*** Opening Extracted data ***

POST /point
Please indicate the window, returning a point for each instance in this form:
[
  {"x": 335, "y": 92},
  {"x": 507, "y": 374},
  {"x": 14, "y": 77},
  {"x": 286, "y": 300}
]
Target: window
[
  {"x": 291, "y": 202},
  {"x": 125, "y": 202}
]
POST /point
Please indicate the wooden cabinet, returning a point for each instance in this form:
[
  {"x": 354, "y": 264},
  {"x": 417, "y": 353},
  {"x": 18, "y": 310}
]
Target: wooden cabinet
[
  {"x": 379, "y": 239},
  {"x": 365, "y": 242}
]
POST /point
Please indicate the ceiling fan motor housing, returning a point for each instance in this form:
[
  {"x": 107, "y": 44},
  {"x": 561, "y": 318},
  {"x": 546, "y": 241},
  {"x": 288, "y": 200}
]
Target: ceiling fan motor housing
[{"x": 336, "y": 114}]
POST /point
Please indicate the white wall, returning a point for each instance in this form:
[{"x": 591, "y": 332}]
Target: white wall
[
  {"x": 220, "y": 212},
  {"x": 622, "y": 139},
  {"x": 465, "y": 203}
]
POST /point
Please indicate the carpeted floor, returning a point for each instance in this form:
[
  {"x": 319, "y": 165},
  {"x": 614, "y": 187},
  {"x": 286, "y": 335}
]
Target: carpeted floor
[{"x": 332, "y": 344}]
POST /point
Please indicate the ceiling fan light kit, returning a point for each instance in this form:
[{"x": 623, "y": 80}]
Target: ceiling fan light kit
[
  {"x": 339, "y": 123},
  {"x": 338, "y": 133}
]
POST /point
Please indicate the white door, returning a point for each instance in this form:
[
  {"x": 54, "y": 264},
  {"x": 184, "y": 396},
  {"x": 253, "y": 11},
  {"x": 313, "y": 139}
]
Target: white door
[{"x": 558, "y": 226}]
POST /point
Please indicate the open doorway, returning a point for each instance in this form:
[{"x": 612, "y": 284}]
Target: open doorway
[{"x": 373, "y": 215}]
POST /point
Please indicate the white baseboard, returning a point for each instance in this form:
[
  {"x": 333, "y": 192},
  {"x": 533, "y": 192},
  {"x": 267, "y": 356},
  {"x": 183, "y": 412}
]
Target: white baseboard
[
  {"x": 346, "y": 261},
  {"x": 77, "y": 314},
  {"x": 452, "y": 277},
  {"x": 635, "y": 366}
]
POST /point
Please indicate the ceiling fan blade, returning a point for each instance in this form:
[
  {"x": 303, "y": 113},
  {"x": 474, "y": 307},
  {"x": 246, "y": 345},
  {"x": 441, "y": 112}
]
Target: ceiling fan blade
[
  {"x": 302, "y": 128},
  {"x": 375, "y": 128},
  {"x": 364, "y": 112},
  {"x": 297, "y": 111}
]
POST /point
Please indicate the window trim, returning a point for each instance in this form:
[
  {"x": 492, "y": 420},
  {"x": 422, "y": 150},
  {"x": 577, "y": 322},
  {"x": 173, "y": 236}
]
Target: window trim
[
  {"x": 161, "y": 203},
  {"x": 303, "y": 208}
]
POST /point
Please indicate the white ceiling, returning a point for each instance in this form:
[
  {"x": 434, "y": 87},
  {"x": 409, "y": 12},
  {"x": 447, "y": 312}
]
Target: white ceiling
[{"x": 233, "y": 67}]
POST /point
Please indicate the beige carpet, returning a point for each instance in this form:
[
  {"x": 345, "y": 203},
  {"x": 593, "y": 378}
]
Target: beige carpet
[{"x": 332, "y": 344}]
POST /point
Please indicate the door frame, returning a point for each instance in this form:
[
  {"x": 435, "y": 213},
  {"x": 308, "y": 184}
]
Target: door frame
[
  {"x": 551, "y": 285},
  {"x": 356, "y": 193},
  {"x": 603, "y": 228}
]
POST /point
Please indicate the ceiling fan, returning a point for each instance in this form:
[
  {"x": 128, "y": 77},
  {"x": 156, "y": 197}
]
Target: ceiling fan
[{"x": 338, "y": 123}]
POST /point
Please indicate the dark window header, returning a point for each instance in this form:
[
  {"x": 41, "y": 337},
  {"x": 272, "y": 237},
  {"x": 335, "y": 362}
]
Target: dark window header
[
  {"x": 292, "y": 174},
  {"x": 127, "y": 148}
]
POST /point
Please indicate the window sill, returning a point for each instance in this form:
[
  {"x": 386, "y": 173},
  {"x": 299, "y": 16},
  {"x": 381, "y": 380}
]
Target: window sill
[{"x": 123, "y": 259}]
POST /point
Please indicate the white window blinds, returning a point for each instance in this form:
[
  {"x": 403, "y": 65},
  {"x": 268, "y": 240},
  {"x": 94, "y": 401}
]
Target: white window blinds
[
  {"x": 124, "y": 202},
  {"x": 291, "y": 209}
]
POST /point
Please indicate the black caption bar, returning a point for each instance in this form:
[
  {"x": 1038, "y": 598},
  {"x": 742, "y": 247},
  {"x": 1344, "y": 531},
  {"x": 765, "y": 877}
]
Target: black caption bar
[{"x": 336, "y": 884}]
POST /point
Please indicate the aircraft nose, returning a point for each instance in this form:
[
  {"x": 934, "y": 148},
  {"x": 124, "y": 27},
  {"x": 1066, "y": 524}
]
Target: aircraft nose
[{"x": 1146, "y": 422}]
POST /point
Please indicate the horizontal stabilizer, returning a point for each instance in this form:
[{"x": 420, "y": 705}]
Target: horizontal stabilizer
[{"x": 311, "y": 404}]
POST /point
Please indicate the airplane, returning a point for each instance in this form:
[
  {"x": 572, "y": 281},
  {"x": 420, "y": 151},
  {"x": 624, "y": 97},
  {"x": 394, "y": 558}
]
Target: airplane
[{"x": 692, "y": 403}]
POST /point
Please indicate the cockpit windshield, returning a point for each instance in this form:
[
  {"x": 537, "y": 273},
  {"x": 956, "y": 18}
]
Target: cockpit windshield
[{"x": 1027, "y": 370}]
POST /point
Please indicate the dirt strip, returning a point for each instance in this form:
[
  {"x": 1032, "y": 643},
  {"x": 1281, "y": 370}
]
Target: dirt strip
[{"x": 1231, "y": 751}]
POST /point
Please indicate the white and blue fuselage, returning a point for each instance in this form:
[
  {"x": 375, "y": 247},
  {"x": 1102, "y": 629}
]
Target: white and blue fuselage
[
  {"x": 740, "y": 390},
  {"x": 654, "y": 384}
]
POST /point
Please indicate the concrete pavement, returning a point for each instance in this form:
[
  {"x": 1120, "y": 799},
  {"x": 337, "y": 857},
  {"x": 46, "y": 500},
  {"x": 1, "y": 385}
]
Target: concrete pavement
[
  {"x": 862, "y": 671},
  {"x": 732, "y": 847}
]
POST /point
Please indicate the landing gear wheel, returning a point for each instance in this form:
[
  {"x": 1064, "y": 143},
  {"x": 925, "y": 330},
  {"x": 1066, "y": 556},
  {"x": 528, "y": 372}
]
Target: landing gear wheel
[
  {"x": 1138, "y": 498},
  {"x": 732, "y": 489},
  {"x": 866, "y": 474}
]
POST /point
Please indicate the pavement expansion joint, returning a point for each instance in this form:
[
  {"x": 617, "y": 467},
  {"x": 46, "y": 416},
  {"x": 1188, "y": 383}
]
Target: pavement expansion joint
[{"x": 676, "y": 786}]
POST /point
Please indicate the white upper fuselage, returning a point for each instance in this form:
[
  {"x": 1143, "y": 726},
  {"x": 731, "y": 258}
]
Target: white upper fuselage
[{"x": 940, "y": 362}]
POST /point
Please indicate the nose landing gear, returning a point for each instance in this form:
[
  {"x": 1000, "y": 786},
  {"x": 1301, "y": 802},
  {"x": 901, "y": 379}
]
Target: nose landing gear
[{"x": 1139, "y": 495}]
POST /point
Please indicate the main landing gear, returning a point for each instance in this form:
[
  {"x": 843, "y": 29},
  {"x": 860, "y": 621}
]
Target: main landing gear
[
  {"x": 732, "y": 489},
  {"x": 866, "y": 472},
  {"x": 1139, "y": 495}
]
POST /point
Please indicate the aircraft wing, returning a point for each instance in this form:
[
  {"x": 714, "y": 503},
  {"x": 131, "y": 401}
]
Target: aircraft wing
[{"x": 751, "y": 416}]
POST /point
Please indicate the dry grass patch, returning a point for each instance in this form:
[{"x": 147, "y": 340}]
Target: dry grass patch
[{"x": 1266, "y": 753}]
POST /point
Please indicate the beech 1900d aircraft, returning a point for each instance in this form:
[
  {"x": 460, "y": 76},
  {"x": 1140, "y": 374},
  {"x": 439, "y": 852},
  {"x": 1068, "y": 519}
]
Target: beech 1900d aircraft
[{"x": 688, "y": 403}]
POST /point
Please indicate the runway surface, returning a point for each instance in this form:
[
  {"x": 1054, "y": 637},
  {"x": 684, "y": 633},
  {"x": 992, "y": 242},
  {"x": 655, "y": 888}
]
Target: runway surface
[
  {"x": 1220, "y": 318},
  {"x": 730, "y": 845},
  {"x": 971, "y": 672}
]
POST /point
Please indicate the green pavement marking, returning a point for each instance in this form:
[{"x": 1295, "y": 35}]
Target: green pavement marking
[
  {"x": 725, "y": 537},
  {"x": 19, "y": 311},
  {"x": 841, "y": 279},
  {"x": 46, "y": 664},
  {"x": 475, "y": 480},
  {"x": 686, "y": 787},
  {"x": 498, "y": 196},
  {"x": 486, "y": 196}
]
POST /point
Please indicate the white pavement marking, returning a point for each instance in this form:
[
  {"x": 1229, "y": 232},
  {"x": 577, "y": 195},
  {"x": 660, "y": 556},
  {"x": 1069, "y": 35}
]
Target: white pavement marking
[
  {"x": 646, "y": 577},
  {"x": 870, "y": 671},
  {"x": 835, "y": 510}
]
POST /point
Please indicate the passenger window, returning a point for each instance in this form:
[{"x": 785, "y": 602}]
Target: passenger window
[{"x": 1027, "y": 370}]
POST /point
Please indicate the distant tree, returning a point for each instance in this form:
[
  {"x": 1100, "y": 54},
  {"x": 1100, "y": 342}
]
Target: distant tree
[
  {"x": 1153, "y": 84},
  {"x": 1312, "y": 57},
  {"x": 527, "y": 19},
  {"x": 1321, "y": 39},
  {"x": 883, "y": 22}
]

*** Closing Extracted data ***

* [What this task involves]:
After locating the line with "Please indicate the cockpit" above, return that line and every later line through the one with "Please indicate the nose", word for word and with nothing else.

* [Exercise result]:
Please indicate the cockpit windshield, returning a point for each instance in this form:
[
  {"x": 537, "y": 273},
  {"x": 956, "y": 18}
]
Target: cockpit windshield
[{"x": 1027, "y": 370}]
POST /point
Please indicate the dirt strip, returning a point for each instance in this form:
[
  {"x": 1032, "y": 643},
  {"x": 1281, "y": 370}
]
Target: dirt strip
[{"x": 1231, "y": 751}]
POST /point
Please indicate the white and blue fuselage, returning a point for each instance in this form:
[
  {"x": 375, "y": 247},
  {"x": 1102, "y": 629}
]
Target: white and blue fuselage
[
  {"x": 740, "y": 390},
  {"x": 654, "y": 384}
]
POST /point
Please indicate the concrete pavement, returning a point for each instance in this form:
[
  {"x": 1120, "y": 799},
  {"x": 337, "y": 857},
  {"x": 46, "y": 500},
  {"x": 1, "y": 385}
]
Target: concrete pavement
[
  {"x": 862, "y": 671},
  {"x": 732, "y": 847}
]
POST /point
Please indicate the landing gear wheel, returning a point for each instance in this form:
[
  {"x": 1064, "y": 143},
  {"x": 925, "y": 330},
  {"x": 1066, "y": 556},
  {"x": 528, "y": 372}
]
Target: landing gear wheel
[
  {"x": 1138, "y": 498},
  {"x": 732, "y": 489},
  {"x": 866, "y": 474}
]
POST /point
Please indicate the pavement expansion joint, returning a point for each instance in this form:
[
  {"x": 617, "y": 467},
  {"x": 46, "y": 416},
  {"x": 1188, "y": 383}
]
Target: pavement expansion joint
[{"x": 676, "y": 786}]
POST /point
Please indicate the white upper fuselage, returning a point for each instance in this form:
[
  {"x": 1143, "y": 726},
  {"x": 731, "y": 258}
]
Target: white upper fuselage
[{"x": 940, "y": 362}]
POST /point
Please indicate the nose landing gear, returning a point for each instance in this form:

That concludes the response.